## EXTRACTED INFORMATION
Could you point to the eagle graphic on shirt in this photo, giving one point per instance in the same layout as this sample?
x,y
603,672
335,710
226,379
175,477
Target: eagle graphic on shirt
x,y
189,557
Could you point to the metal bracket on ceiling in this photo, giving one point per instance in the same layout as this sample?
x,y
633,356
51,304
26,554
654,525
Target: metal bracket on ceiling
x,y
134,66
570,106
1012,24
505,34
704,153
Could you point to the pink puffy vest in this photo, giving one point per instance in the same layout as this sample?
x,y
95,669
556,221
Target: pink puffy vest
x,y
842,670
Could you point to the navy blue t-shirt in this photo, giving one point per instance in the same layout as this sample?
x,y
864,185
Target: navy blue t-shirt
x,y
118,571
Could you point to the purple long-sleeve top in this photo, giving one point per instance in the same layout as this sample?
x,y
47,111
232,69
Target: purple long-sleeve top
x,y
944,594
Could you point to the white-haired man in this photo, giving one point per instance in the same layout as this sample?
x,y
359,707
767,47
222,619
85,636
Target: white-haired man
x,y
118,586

## STATED PROBLEM
Can you write out all of the entries above again, requests included, but shift every answer coordinate by adding 61 to each x and y value, and leave the sample coordinates inside the requests unchanged?

## SOLUTION
Could you point to the eagle graphic on shirt in this photo, giving one point per instance in the same layout as this sample?
x,y
603,672
335,710
226,379
175,477
Target: eagle graphic on shirt
x,y
250,618
Could you point to the metal bracket on ceiling in this photo, giving one point per instance in the same layout as this sample?
x,y
633,356
51,304
26,554
654,525
Target: metal bracket on ceiling
x,y
195,127
631,167
1073,85
566,95
765,214
Could you point to the pink puffy vest in this photo, giving one point per instance in the same layout as this sample?
x,y
95,669
556,221
Target: pink puffy vest
x,y
903,731
Could you point to the navy blue t-shirt in this photo, giving one point per instance in the same layout as this sample?
x,y
864,185
Target: navy blue t-shirt
x,y
179,632
Could you point to the purple long-sleeve top in this photo, giving one point per instance in the same layout as this sample?
x,y
47,111
232,69
Target: purple long-sleeve top
x,y
1005,655
Could you point to the white-haired man in this photo, giving one point per instance in the same layout as this sample?
x,y
359,707
767,47
222,619
85,636
Target: white-haired man
x,y
179,647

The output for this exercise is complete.